* [Pagina]
+ + +
Avrebbero cercato di importare inizialmente addirittura ottomila chili di cocaina dal Sudamerica, i vibonesi coinvolti nell’inchiesta “Stammer” della Guardia di Finanza e della Dda di Catanzaro. Una sorta di alleanza per alcuni aspetti inedita che avrebbe visto recitare un ruolo di primo piano al clan Fiarè di San Gregorio d’Ippona (centro alle porte di Vibo Valentia) retto, ad avviso degli inquirenti, da Filippo Fiarè, 60 anni (in foto), il fratello minore del boss Rosario Fiarè, quest’ultimo da tempo ristretto per scontare una condanna per violenza sessuale ed associazione mafiosa.

 

La ‘ndrina dei Fiarè si sarebbe in particolare rapportata per l’importazione della cocaina sia con i Pititto di San Giovanni di Mileto, sia con il più quotato gruppo di San Calogero che, in materia di stupefacenti (attraverso i vari Vincenzo Barbieri, broker della cocaina ucciso nel 2011, e Francesco Ventrici) l’ha sempre fatta da padrone sin dai tempi (2004) della storica operazione “Decollo”.
+ + +
* [Righe fornite]

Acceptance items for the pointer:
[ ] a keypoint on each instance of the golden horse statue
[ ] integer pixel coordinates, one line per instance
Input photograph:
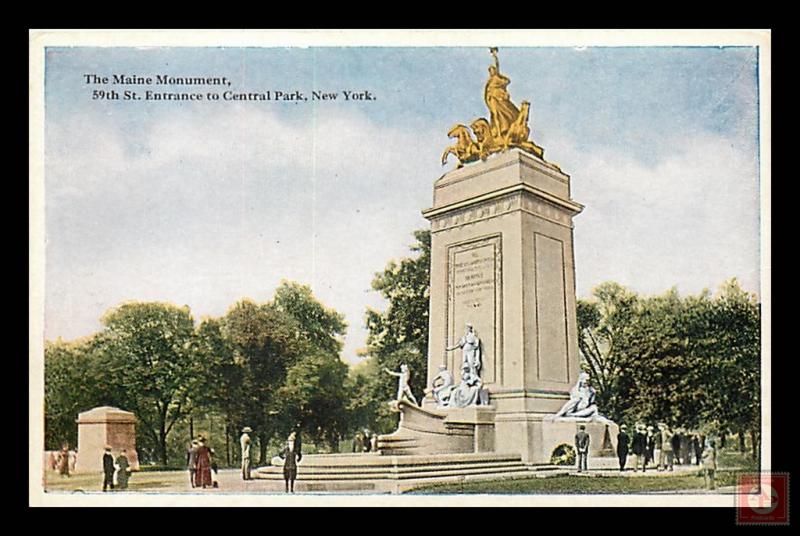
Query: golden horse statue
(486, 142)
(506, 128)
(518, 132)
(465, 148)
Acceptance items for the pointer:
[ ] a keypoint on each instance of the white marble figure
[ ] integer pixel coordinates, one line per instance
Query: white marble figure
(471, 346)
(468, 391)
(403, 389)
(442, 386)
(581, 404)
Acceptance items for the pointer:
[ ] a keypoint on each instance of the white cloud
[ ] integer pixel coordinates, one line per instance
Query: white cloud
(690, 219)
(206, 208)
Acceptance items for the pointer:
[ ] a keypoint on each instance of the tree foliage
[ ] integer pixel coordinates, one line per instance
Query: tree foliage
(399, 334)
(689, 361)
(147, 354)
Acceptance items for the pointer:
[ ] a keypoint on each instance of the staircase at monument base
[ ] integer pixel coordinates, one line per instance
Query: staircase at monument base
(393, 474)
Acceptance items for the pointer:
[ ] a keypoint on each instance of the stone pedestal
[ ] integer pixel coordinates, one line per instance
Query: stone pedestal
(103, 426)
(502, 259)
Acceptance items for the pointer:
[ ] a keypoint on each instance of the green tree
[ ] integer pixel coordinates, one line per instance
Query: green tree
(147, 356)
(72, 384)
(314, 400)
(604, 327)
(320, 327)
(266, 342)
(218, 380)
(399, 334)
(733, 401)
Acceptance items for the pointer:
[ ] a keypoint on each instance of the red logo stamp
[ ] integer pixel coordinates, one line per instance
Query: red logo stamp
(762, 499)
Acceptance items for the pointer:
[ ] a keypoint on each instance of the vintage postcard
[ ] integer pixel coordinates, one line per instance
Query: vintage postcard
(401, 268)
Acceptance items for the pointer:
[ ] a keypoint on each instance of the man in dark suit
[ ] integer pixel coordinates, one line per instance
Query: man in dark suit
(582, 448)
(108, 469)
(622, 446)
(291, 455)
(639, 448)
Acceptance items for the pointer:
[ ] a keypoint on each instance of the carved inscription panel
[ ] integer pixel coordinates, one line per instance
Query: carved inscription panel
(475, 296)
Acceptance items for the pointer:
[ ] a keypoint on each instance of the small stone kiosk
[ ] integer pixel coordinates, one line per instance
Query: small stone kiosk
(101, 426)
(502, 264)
+ + +
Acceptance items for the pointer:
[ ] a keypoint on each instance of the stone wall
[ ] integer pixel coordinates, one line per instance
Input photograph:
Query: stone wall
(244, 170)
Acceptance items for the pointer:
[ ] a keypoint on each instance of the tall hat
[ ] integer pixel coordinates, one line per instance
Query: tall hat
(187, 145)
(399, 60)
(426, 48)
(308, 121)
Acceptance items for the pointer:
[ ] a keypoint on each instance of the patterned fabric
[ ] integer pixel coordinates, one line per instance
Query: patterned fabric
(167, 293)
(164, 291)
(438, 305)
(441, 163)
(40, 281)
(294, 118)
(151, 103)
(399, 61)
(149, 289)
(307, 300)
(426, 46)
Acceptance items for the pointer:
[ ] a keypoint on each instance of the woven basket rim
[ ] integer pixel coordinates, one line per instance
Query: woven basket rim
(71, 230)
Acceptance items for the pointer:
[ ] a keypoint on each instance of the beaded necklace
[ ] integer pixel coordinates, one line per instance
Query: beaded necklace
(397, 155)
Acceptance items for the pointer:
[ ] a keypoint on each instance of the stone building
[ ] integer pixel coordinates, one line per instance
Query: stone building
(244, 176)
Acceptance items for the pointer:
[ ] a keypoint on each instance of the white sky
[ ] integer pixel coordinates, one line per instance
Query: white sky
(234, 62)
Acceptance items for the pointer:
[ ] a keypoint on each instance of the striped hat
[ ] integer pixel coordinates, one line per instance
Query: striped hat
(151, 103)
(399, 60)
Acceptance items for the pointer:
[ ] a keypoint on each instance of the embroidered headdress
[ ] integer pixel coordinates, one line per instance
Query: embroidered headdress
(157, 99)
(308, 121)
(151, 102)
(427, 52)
+ + +
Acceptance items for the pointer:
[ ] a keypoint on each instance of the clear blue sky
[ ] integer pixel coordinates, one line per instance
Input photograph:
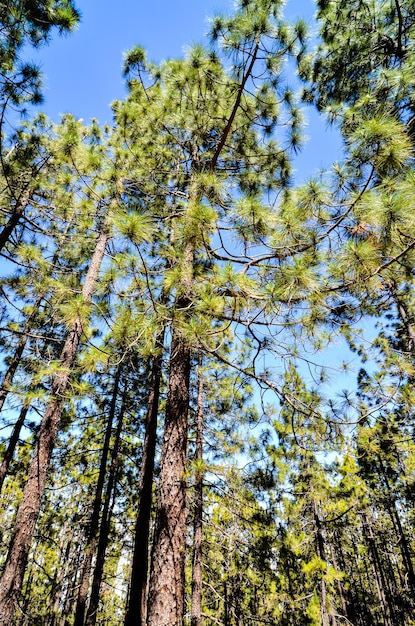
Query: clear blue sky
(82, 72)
+ + +
* [Compiti ed esercizi]
• A. Secondo la pagina, per quale motivo Rosario Fiarè è detenuto da tempo? Rispondi in una o due frasi.
• B. Per favore, filtra le righe fornite e riporta ogni riga che contiene la stringa "stamp", tenendo conto di maiuscole e minuscole.

* [Risposte]
• A. Rosario Fiarè è detenuto da tempo per scontare una condanna per violenza sessuale e associazione mafiosa.

• B.
[ ] a keypoint on each instance of the red logo stamp
Query: red logo stamp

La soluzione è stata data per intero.